Challenge A →
Reproduce, word for word, the passage of the utility rates text below that begins with "Subsequent to this" and continues through "suffer through it.".
____________________
Subsequent to this change, there has been a multiplicity of obfuscations to disguise what has been happening, peak rates, flat rates, betting on peak hours, etc., but the total bill has to be paid, and the poor and least able to afford it have to pay a heavy part of it. There are a large number individuals and families that are forced to turn off heat and AC during the worst heat and cold, and suffer through it.

The current Superintendent is intractably committed to this scheme, despite this facility being nearly the only utility in TVA’s 150 utilities doing so.

After watching this for a year I decided that the only way to change the direction was to replace the chairman who acts contrary to the GEPB owners best interest, and I believe this has become obvious for most of the members of the Board. Since first presented to the Board, legal threats and continuous social intimidation has restrained action by those otherwise would have immediately taken action. The level of resistance has now escalated to illegal levels, and directed e-mail storms, by citizens that don’t seem to know what is going on.

These unfair rates and costs do not compare with the latest and most abhorrent, egregious action by the outgoing board. A 20 year rolling contract offered, and fostered by TVA, in exchange for a 3.1 percent reduction in rates, and a partial moderation of future rate increases.
____________________
Challenge B →
Convert the lines of the listing below, from the line containing "We need ground-truth boxes for hazy" through the line containing "[169,143,225,253]", into a JSON list of strings, one string per line, with blank lines omitted.
____________________
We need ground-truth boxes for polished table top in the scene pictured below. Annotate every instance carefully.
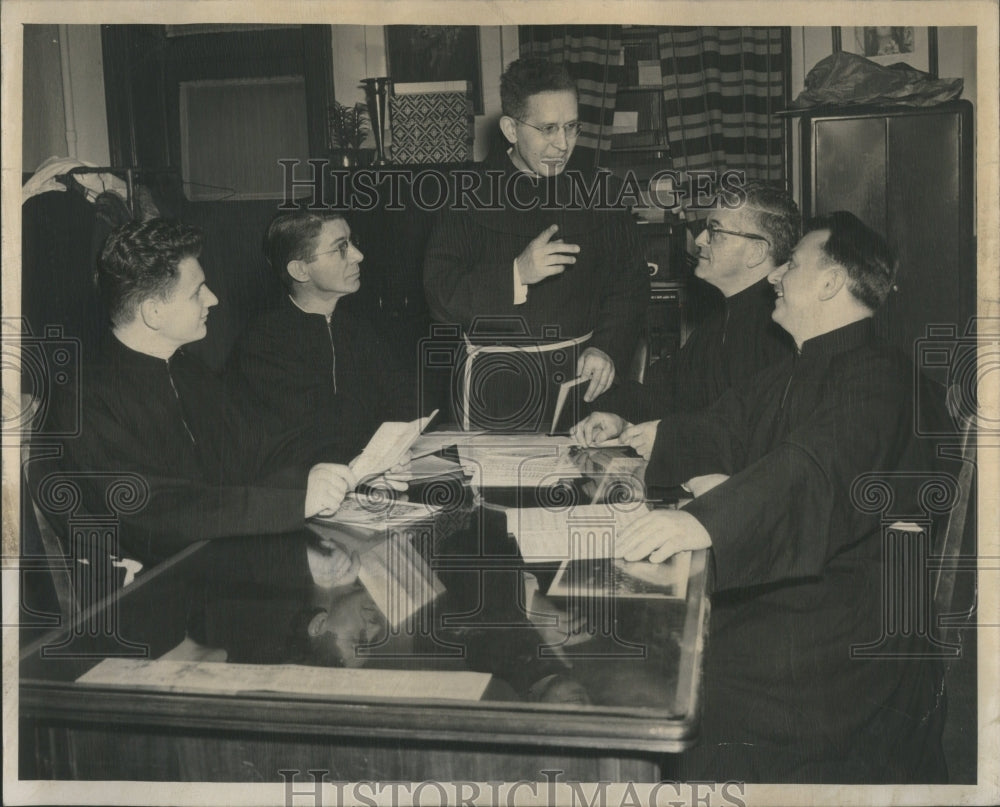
[21,442,708,752]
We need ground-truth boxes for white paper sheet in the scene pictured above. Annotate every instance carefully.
[77,658,490,701]
[507,503,648,562]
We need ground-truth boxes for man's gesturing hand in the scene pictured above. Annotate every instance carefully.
[576,347,615,403]
[615,510,712,563]
[306,462,358,518]
[517,224,580,286]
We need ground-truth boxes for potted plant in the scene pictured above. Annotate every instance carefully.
[327,101,370,168]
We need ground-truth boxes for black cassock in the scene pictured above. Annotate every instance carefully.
[591,279,795,423]
[47,337,311,565]
[424,148,649,375]
[227,296,421,463]
[646,320,944,783]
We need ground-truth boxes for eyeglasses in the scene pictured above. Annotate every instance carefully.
[309,238,361,261]
[704,221,771,246]
[511,116,583,140]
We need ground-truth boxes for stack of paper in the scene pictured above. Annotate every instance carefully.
[351,409,438,482]
[358,535,445,628]
[548,552,691,600]
[77,658,490,701]
[507,503,648,562]
[458,434,582,488]
[313,493,441,530]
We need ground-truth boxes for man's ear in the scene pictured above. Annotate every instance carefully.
[139,297,163,331]
[819,263,847,302]
[306,611,329,639]
[500,115,517,145]
[747,238,771,269]
[286,258,309,283]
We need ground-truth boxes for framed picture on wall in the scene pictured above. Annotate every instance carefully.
[833,25,938,78]
[385,25,483,115]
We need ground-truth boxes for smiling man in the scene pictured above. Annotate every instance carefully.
[574,182,800,458]
[227,210,417,462]
[616,212,944,783]
[47,219,356,565]
[424,59,649,408]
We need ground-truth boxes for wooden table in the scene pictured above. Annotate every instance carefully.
[19,448,708,782]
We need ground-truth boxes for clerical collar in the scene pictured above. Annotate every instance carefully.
[288,294,333,325]
[799,317,878,358]
[725,276,774,309]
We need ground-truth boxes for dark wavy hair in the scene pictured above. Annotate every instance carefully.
[94,219,205,325]
[806,210,896,311]
[743,180,802,266]
[263,210,344,286]
[500,58,577,118]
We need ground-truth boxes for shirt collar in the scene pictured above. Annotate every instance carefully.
[799,317,878,358]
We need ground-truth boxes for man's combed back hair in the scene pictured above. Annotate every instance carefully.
[806,210,896,311]
[94,219,205,326]
[500,58,577,118]
[264,210,344,286]
[743,180,802,266]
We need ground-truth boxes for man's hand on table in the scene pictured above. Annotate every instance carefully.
[305,462,358,518]
[684,474,729,499]
[570,412,629,446]
[615,510,712,563]
[619,420,660,460]
[576,347,615,403]
[514,224,580,286]
[306,538,361,588]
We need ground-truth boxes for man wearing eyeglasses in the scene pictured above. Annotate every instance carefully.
[615,211,954,784]
[574,182,800,459]
[45,219,364,566]
[424,59,649,410]
[227,210,417,462]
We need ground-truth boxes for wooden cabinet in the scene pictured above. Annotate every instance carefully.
[600,26,670,181]
[802,100,976,351]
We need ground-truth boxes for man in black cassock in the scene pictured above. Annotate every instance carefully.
[47,219,356,566]
[616,213,945,783]
[424,59,649,402]
[574,182,800,458]
[227,210,420,462]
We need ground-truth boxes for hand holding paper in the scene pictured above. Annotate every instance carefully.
[351,409,438,481]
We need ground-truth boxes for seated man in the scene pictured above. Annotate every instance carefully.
[616,212,944,783]
[424,59,649,402]
[227,210,417,462]
[574,182,799,457]
[47,219,356,566]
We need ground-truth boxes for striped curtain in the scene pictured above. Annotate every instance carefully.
[520,25,621,154]
[659,27,786,181]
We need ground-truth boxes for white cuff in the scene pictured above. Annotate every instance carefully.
[514,258,528,305]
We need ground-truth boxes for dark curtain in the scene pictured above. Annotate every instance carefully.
[660,27,787,181]
[520,25,622,152]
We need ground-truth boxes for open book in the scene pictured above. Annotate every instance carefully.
[351,409,438,482]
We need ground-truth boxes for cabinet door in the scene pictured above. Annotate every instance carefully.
[810,117,886,233]
[886,113,975,349]
[803,108,976,352]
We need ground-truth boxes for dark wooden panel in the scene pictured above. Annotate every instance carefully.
[811,118,886,237]
[886,114,964,347]
[20,723,660,786]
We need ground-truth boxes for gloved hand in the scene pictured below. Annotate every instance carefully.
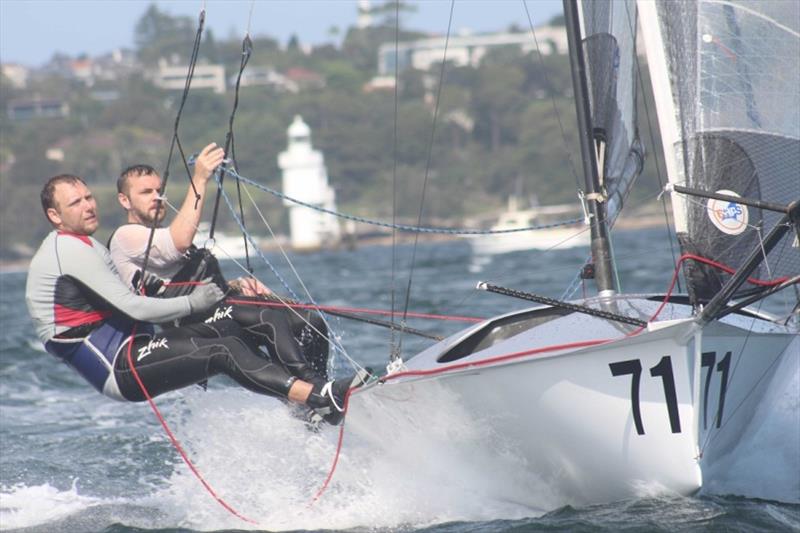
[187,278,225,313]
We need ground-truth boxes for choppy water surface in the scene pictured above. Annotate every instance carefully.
[0,230,800,532]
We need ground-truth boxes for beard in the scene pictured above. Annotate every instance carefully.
[134,205,167,222]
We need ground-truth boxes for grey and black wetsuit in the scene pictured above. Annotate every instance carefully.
[109,224,328,385]
[26,231,295,401]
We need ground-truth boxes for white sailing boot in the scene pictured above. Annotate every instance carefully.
[308,368,372,426]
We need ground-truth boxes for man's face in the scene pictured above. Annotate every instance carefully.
[119,174,167,226]
[47,182,100,235]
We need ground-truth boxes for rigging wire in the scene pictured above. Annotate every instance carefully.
[397,0,456,357]
[208,33,253,274]
[222,177,362,370]
[216,167,583,235]
[126,6,257,524]
[137,8,206,288]
[625,3,683,292]
[389,2,400,361]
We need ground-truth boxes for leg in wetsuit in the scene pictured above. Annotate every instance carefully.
[114,320,295,401]
[153,248,328,385]
[199,296,328,385]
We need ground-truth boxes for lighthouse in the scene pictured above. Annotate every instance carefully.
[278,115,341,251]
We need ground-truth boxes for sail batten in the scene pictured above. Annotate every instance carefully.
[641,0,800,303]
[578,0,644,222]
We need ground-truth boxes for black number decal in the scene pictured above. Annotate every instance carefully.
[701,352,731,429]
[608,355,680,435]
[709,352,731,428]
[650,355,681,433]
[608,359,644,435]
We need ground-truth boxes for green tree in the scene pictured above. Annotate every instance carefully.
[134,4,196,65]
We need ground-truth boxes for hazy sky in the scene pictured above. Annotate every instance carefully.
[0,0,561,66]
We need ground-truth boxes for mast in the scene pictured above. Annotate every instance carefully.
[564,0,616,296]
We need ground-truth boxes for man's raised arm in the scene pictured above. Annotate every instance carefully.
[169,143,225,253]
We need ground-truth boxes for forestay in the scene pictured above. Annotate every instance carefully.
[640,0,800,302]
[579,0,644,222]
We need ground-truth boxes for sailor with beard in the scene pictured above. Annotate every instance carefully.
[25,174,350,423]
[109,143,338,416]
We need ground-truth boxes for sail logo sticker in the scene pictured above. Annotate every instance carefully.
[706,189,749,235]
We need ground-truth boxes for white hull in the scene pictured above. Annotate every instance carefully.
[347,300,800,509]
[469,226,590,255]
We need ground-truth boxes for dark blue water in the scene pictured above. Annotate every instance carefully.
[0,230,800,532]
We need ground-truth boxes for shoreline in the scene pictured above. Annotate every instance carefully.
[0,215,664,274]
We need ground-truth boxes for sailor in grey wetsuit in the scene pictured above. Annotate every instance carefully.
[26,175,350,423]
[108,159,328,384]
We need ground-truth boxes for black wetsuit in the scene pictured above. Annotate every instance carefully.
[109,224,329,385]
[114,319,295,401]
[26,231,313,406]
____________________
Expected output A →
Subsequent to this change, there has been a multiplicity of obfuscations to disguise what has been happening, peak rates, flat rates, betting on peak hours, etc., but the total bill has to be paid, and the poor and least able to afford it have to pay a heavy part of it. There are a large number individuals and families that are forced to turn off heat and AC during the worst heat and cold, and suffer through it.

Expected output B →
[
  "We need ground-truth boxes for hazy sky in the scene pictured above. Annotate every instance carefully.",
  "[0,0,561,66]",
  "We need ground-truth boxes for mast in the scene pictured above. Annotate every instance carefully.",
  "[564,0,616,296]",
  "We need ground-truth boxes for man's raised arm in the scene pictured above. Annotate every instance carefully.",
  "[169,143,225,253]"
]